Brief
Print out the whole listing below exactly as it is written.
---
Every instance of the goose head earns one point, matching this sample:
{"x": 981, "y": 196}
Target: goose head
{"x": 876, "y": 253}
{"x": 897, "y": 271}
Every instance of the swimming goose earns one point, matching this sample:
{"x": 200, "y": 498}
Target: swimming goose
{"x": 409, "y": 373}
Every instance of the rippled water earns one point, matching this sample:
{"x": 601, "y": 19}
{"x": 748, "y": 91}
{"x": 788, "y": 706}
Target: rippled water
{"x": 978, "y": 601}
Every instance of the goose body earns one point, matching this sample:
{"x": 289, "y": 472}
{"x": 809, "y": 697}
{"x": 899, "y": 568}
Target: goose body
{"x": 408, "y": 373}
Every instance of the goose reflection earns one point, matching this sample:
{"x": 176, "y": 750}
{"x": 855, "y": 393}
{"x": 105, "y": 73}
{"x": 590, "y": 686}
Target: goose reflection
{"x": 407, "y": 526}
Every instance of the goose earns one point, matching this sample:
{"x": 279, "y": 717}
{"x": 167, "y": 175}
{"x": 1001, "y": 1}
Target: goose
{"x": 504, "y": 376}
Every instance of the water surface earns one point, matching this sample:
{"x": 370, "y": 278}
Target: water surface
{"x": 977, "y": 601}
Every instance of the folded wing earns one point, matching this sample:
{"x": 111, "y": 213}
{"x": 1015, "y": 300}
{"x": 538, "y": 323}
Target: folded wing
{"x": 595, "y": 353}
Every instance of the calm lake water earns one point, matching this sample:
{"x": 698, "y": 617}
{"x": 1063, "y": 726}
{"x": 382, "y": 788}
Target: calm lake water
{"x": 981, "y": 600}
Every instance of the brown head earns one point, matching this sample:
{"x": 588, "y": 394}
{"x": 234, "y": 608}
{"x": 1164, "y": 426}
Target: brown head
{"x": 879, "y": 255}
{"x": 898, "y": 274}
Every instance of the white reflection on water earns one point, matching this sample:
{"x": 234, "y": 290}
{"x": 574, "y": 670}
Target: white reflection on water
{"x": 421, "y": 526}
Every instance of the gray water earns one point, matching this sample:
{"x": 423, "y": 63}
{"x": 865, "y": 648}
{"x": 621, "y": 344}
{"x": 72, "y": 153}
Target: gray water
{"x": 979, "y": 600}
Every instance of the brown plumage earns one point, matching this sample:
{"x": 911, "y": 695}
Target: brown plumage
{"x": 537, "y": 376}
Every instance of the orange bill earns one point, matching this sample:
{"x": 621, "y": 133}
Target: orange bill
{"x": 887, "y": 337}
---
Final answer
Every instance of the goose head earns one point, matching this sample:
{"x": 981, "y": 196}
Target: goose head
{"x": 876, "y": 253}
{"x": 897, "y": 271}
Every instance of the swimming goose earns one point, matching this sample:
{"x": 200, "y": 498}
Target: swimming goose
{"x": 409, "y": 373}
Every instance of the rippled water earns one point, matching this sample:
{"x": 601, "y": 19}
{"x": 748, "y": 91}
{"x": 788, "y": 706}
Target: rippled water
{"x": 978, "y": 601}
Every instance of the goose body earns one point, matching this sample:
{"x": 289, "y": 472}
{"x": 809, "y": 697}
{"x": 899, "y": 568}
Target: goose body
{"x": 408, "y": 373}
Every instance of the goose reflection earns one point, matching this sample:
{"x": 176, "y": 750}
{"x": 855, "y": 393}
{"x": 105, "y": 73}
{"x": 590, "y": 686}
Target: goose reflection
{"x": 407, "y": 526}
Every instance of the goose earns one point, matching this sample:
{"x": 279, "y": 717}
{"x": 167, "y": 175}
{"x": 1001, "y": 1}
Target: goose
{"x": 504, "y": 376}
Every instance of the water surface earns one point, matching this sample:
{"x": 370, "y": 278}
Target: water surface
{"x": 977, "y": 601}
Every instance of the folded wing earns one point, matching this sample:
{"x": 111, "y": 213}
{"x": 1015, "y": 300}
{"x": 538, "y": 323}
Target: folded wing
{"x": 595, "y": 353}
Every instance of the calm lake water earns one point, matching this sample:
{"x": 698, "y": 617}
{"x": 1063, "y": 726}
{"x": 382, "y": 788}
Target: calm lake water
{"x": 981, "y": 600}
Every instance of the brown head earns one point, matching this sample:
{"x": 588, "y": 394}
{"x": 234, "y": 608}
{"x": 1164, "y": 426}
Target: brown head
{"x": 879, "y": 255}
{"x": 898, "y": 274}
Every instance of the white reflection on water earns one point, matching this sample:
{"x": 234, "y": 290}
{"x": 574, "y": 670}
Target: white reflection on water
{"x": 421, "y": 526}
Every instance of the gray water earns one point, matching this sample:
{"x": 423, "y": 63}
{"x": 865, "y": 648}
{"x": 621, "y": 344}
{"x": 72, "y": 153}
Target: gray water
{"x": 979, "y": 600}
Every instance of the brown plumage earns one point, matching this sample:
{"x": 911, "y": 695}
Target: brown plumage
{"x": 537, "y": 376}
Every instance of the orange bill earns one point, matching this sample:
{"x": 621, "y": 133}
Target: orange bill
{"x": 887, "y": 337}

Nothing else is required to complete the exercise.